─── Page extract ───

Opinion
December 12, 1962.
March 19, 1963.
Unemployment Compensation — Referral to suitable work — Refusal — Good faith — Definition — Statement by claimant to prospective employer that he was awaiting recall from former employer — Availability for work — Unemployment Compensation Law.
1. In an unemployment compensation case, in which it appeared that claimant, last employed as an assistant manager and gas attendant at a wage rate of $70 weekly, was offered a referral to another gasoline service station, as a gas attendant, at a wage rate of $60 to $70 per week; that the referral was within his capacities and prior experience, and the prospective job paid the prevailing wage rate; and that claimant, who had been unemployed for more than three months, at the job interview indicated that he was awaiting recall from his former employer and intended to return, although he had no knowledge of any date of recall, and also indicated that he didn't like to wear the required uniform for the job, so that the proposed employer was discouraged from giving claimant a job; it was Held that the board properly concluded that claimant was disqualified for benefits under § 402(a) of the Unemployment Compensation Law, in that he failed to accept a referral to suitable work.
2. Good faith means not only the merely negative virtue of freedom from fraud but requires positive conduct which is consistent with a genuine desire to work and be self-supporting.

───

### Task list
1 - Condense the paragraph of the unemployment compensation opinion that begins "1. In an unemployment compensation case" into a short bulleted list that keeps its main facts and the holding.
2 - In the unemployment compensation opinion, what does good faith require beyond freedom from fraud?
3 - Translate this sentence from the unemployment compensation opinion into Spanish: "Good faith means not only the merely negative virtue of freedom from fraud but requires positive conduct which is consistent with a genuine desire to work and be self-supporting."
The material after this opinion is not needed for any of the work here.

─── Data ───

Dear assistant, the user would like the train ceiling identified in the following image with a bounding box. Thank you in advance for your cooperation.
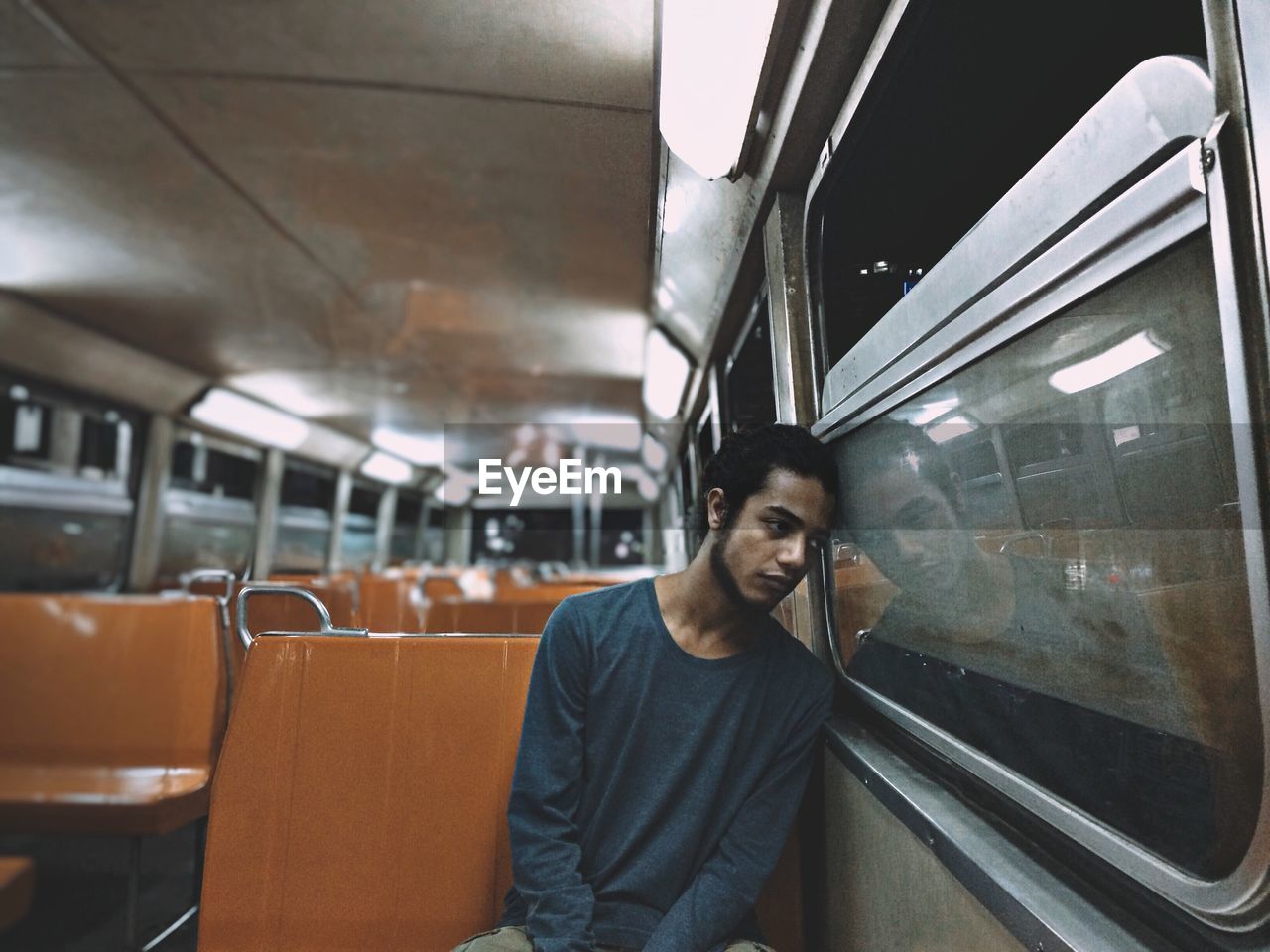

───

### Responses to the exercise
1 -
- The claimant last worked as an assistant manager and gas attendant for $70 a week.
- He was offered a referral to another gasoline service station as a gas attendant at $60 to $70 a week.
- The job was within his capacities and prior experience and paid the prevailing wage rate.
- He had been unemployed for more than three months.
- At the interview he said he was awaiting recall from his former employer and intended to return, though he knew of no recall date.
- He also said he didn't like wearing the required uniform, which discouraged the employer from hiring him.
- Holding: the board properly found him disqualified for benefits under § 402(a) of the Unemployment Compensation Law for failing to accept a referral to suitable work.

2 - Positive conduct consistent with a genuine desire to work and be self-supporting.

3 - La buena fe no significa solo la virtud meramente negativa de estar libre de fraude, sino que requiere una conducta positiva que sea coherente con un deseo genuino de trabajar y de mantenerse por sí mismo.